**HOW TO COMPLETE THIS TASK**.
Return the lines of the data below in which the string "like" occurs.

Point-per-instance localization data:

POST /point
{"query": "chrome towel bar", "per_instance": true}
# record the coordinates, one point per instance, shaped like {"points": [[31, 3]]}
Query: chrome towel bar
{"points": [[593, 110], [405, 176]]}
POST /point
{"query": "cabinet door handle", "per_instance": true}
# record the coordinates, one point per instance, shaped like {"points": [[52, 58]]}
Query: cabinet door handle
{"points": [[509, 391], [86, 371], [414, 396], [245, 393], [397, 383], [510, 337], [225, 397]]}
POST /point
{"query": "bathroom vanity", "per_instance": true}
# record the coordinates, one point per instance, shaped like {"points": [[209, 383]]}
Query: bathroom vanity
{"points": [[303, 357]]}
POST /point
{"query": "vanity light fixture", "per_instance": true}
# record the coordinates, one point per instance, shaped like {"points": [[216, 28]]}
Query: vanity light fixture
...
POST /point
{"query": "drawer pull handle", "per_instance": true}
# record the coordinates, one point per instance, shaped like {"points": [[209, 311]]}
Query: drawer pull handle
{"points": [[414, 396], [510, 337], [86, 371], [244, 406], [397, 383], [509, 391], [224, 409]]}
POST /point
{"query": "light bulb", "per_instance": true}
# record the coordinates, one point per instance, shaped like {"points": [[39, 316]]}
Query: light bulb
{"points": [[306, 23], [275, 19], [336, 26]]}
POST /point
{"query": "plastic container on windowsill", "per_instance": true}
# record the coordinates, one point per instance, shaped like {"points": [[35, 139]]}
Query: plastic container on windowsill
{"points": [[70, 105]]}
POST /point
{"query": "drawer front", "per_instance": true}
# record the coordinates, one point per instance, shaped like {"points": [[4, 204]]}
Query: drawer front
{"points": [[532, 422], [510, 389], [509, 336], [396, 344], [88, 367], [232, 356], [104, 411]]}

**ANSWER TO THIS EXERCISE**.
# record the coordinates, one point per instance, shaped like {"points": [[31, 3]]}
# record the coordinates, one point per instance, shaped like {"points": [[52, 58]]}
# record the coordinates, one point per instance, shaped like {"points": [[209, 383]]}
# record the coordinates, one point per instance, shaped like {"points": [[216, 28]]}
# record the coordinates, one point per instance, shaped like {"points": [[209, 311]]}
# record the coordinates, one point per instance, shaped like {"points": [[39, 316]]}
# record the coordinates, one point per instance, shaped like {"points": [[35, 139]]}
# record the coordinates, one point per instance, shaped like {"points": [[4, 204]]}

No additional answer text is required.